Supplied data:
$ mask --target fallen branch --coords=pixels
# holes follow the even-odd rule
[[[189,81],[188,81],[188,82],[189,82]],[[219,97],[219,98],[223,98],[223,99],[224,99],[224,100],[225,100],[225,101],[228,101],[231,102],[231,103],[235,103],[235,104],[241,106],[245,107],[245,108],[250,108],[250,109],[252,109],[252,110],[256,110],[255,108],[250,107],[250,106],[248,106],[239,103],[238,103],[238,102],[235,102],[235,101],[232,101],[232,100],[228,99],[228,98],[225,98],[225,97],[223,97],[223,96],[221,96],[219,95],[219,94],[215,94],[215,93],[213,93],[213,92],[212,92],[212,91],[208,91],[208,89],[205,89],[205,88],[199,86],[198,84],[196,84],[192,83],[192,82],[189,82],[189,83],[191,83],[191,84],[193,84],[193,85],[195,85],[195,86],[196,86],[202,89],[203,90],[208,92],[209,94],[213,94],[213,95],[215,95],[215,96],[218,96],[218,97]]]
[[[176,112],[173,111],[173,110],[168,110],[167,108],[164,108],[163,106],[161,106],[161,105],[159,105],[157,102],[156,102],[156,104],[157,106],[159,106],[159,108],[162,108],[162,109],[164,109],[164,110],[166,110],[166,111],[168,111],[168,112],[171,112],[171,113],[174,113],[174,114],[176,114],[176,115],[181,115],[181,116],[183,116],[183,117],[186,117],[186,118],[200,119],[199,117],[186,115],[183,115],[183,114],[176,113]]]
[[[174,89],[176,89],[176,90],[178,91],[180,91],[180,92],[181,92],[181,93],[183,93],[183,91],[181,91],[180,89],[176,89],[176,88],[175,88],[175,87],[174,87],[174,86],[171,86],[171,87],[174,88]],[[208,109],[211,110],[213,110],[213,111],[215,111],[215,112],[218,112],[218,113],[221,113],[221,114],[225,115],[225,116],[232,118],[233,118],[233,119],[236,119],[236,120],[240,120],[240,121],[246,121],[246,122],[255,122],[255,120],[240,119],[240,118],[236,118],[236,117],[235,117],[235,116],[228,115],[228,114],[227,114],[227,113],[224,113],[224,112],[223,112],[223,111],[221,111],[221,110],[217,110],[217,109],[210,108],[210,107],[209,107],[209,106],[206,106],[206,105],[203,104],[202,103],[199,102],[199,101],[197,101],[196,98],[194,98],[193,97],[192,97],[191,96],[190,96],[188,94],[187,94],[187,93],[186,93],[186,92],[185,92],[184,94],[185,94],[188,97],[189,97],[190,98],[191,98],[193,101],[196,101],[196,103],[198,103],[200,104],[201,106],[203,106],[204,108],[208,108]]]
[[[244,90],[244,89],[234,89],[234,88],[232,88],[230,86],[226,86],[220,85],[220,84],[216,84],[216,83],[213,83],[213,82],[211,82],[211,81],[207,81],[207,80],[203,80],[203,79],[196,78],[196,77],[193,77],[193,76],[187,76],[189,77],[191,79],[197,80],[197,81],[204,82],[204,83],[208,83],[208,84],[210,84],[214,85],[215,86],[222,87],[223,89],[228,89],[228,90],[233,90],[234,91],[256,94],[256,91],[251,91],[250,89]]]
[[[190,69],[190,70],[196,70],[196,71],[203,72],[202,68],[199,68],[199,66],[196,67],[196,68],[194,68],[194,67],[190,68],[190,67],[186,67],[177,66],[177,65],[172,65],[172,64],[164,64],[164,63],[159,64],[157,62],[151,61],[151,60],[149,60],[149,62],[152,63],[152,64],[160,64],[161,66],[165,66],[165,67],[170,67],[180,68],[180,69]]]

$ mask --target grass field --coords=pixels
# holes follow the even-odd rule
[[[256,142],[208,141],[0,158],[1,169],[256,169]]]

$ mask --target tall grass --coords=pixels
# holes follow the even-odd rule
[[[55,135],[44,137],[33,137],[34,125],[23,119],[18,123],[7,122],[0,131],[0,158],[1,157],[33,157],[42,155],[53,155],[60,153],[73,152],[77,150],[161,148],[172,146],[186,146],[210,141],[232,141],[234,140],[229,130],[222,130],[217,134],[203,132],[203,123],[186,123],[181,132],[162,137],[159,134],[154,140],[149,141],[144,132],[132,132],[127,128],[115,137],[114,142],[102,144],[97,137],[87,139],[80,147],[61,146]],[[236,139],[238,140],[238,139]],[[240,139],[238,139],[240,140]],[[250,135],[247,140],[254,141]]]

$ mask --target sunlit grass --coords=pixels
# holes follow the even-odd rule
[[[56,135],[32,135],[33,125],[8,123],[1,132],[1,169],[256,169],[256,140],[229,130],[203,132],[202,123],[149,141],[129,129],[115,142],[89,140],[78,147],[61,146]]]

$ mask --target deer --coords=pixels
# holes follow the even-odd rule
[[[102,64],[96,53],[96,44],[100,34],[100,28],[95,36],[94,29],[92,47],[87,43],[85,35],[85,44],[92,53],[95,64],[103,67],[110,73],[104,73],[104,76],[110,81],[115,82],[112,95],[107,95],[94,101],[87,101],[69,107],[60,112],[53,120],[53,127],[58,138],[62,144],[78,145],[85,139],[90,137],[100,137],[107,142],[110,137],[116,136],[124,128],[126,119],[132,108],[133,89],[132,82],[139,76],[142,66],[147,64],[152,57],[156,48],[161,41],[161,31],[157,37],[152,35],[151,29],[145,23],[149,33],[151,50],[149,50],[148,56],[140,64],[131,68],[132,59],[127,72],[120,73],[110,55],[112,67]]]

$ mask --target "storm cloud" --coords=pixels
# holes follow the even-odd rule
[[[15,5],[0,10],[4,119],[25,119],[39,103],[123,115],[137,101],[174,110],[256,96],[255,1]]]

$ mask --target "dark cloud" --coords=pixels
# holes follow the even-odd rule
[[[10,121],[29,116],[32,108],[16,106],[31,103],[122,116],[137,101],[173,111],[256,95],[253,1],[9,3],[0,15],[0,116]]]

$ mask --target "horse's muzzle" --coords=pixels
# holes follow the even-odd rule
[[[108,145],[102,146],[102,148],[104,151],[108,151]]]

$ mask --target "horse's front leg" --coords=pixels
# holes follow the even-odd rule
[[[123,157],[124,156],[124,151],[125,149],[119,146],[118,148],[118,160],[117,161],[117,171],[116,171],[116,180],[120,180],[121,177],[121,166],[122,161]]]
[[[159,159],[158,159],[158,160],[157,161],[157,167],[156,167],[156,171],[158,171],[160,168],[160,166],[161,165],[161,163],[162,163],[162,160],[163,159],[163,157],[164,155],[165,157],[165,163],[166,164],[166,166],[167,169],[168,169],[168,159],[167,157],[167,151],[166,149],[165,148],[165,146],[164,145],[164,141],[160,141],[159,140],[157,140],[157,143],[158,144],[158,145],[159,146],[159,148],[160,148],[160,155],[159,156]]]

Problem to work on: Recast every line of the rows above as a JSON array of strings, one string per line, omitting blank lines.

Solution to this task:
[
  "$ mask --target fallen branch --coords=pixels",
  "# holes follow the even-odd rule",
  "[[[189,81],[188,81],[188,82],[189,82]],[[219,97],[219,98],[223,98],[223,99],[224,99],[224,100],[225,100],[225,101],[228,101],[231,102],[231,103],[235,103],[235,104],[241,106],[245,107],[245,108],[250,108],[250,109],[252,109],[252,110],[256,110],[255,108],[250,107],[250,106],[248,106],[239,103],[238,103],[238,102],[235,102],[235,101],[232,101],[232,100],[228,99],[228,98],[225,98],[225,97],[223,97],[223,96],[221,96],[219,95],[219,94],[215,94],[215,93],[213,93],[213,92],[212,92],[212,91],[208,91],[208,89],[205,89],[205,88],[199,86],[198,84],[196,84],[192,83],[192,82],[189,82],[189,83],[191,83],[191,84],[193,84],[193,85],[195,85],[195,86],[196,86],[202,89],[203,90],[208,92],[209,94],[213,94],[213,95],[215,95],[215,96],[218,96],[218,97]]]",
  "[[[176,112],[173,111],[173,110],[168,110],[167,108],[164,108],[163,106],[161,106],[161,105],[159,105],[157,102],[156,102],[156,104],[157,106],[159,106],[159,108],[162,108],[162,109],[164,109],[164,110],[166,110],[166,111],[168,111],[168,112],[171,112],[171,113],[174,113],[174,114],[176,114],[176,115],[181,115],[181,116],[183,116],[183,117],[186,117],[186,118],[200,119],[199,117],[186,115],[183,115],[183,114],[176,113]]]",
  "[[[174,89],[176,89],[176,90],[178,91],[180,91],[180,92],[181,92],[181,93],[183,93],[183,91],[181,91],[180,89],[176,89],[176,88],[175,88],[175,87],[174,87],[174,86],[171,86],[171,87],[174,88]],[[208,109],[211,110],[213,110],[213,111],[215,111],[215,112],[218,112],[218,113],[221,113],[221,114],[225,115],[225,116],[232,118],[233,118],[233,119],[236,119],[236,120],[240,120],[240,121],[246,121],[246,122],[255,122],[255,120],[240,119],[240,118],[236,118],[236,117],[235,117],[235,116],[228,115],[228,114],[227,114],[227,113],[224,113],[224,112],[223,112],[223,111],[221,111],[221,110],[217,110],[217,109],[210,108],[210,107],[209,107],[209,106],[206,106],[206,105],[203,104],[202,103],[199,102],[199,101],[197,101],[196,98],[194,98],[193,97],[192,97],[191,96],[190,96],[188,94],[187,94],[187,93],[186,93],[186,92],[185,92],[184,94],[185,94],[188,97],[189,97],[190,98],[191,98],[193,101],[196,101],[196,103],[198,103],[200,104],[201,106],[203,106],[204,108],[208,108]]]",
  "[[[244,90],[244,89],[234,89],[234,88],[232,88],[230,86],[226,86],[220,85],[220,84],[216,84],[216,83],[213,83],[213,82],[211,82],[211,81],[207,81],[207,80],[203,80],[203,79],[196,78],[196,77],[193,77],[193,76],[187,76],[189,77],[191,79],[197,80],[197,81],[204,82],[204,83],[208,83],[208,84],[210,84],[214,85],[215,86],[222,87],[223,89],[228,89],[228,90],[233,90],[234,91],[256,94],[256,91],[251,91],[250,89]]]",
  "[[[190,69],[190,70],[196,70],[196,71],[203,72],[202,68],[199,68],[199,66],[196,67],[196,68],[194,68],[194,67],[190,68],[190,67],[186,67],[177,66],[177,65],[172,65],[172,64],[164,64],[164,63],[159,64],[157,62],[151,61],[151,60],[149,60],[149,62],[152,63],[152,64],[160,64],[161,66],[165,66],[165,67],[170,67],[180,68],[180,69]]]",
  "$ mask --target grass field --coords=pixels",
  "# holes follow the even-odd rule",
  "[[[256,142],[208,141],[0,158],[1,169],[256,169]]]",
  "$ mask --target tall grass --coords=pixels",
  "# holes follow the even-odd rule",
  "[[[55,135],[44,137],[33,137],[34,125],[23,119],[18,123],[7,122],[0,131],[0,158],[1,157],[33,157],[42,155],[53,155],[60,153],[73,152],[77,150],[161,148],[172,146],[186,146],[210,141],[232,141],[234,140],[229,130],[222,130],[217,134],[203,132],[203,123],[186,123],[181,132],[162,137],[159,134],[154,140],[149,141],[144,132],[132,132],[127,128],[115,137],[114,142],[102,144],[97,137],[87,139],[80,147],[61,146]],[[236,139],[238,140],[238,139]],[[240,139],[238,139],[240,140]],[[250,135],[247,140],[254,141]]]",
  "$ mask --target sunlit grass --coords=pixels",
  "# holes follow the even-odd rule",
  "[[[56,135],[32,135],[33,125],[8,123],[1,132],[1,169],[256,169],[256,140],[229,130],[203,132],[202,123],[149,141],[129,129],[115,142],[89,140],[78,147],[61,146]]]",
  "$ mask --target deer --coords=pixels",
  "# holes follow the even-odd rule",
  "[[[102,64],[96,53],[96,44],[100,34],[100,28],[95,36],[94,29],[92,47],[87,43],[85,35],[85,44],[92,53],[95,64],[103,67],[110,73],[104,73],[104,76],[110,81],[115,82],[112,95],[107,95],[94,101],[87,101],[69,107],[60,112],[53,120],[53,127],[58,138],[62,144],[78,145],[85,139],[90,137],[100,137],[107,142],[110,137],[116,136],[124,128],[126,119],[132,108],[133,89],[132,82],[139,76],[142,66],[147,64],[152,57],[156,48],[161,41],[161,31],[157,37],[152,35],[151,29],[145,23],[149,33],[151,50],[149,50],[148,56],[140,64],[131,68],[132,59],[127,72],[120,73],[110,55],[112,67]]]",
  "$ mask --target \"storm cloud\" --coords=pixels",
  "# holes follow the even-odd rule",
  "[[[15,5],[0,10],[4,119],[25,119],[39,103],[123,115],[137,101],[174,110],[256,96],[255,1]]]",
  "$ mask --target \"dark cloud\" --coords=pixels",
  "# holes follow the even-odd rule",
  "[[[10,121],[29,116],[32,108],[16,106],[31,103],[122,116],[137,101],[173,111],[256,95],[253,1],[9,3],[0,15],[0,116]]]",
  "$ mask --target \"horse's muzzle\" --coords=pixels",
  "# holes follow the even-odd rule",
  "[[[108,145],[102,146],[102,148],[104,151],[108,151]]]",
  "$ mask --target \"horse's front leg\" --coords=pixels",
  "# holes follow the even-odd rule",
  "[[[123,157],[124,156],[124,151],[125,149],[119,146],[118,148],[118,160],[117,161],[117,171],[116,171],[116,180],[120,180],[121,177],[121,166],[122,161]]]",
  "[[[159,159],[158,159],[158,160],[157,161],[157,167],[156,167],[156,171],[158,171],[160,168],[160,166],[161,165],[161,163],[162,163],[162,160],[163,159],[163,157],[164,155],[165,157],[165,163],[166,164],[166,166],[167,169],[168,169],[168,159],[167,157],[167,151],[166,149],[165,148],[165,146],[164,145],[164,141],[160,141],[159,140],[157,140],[157,143],[158,144],[158,145],[159,146],[159,148],[160,148],[160,155],[159,156]]]"
]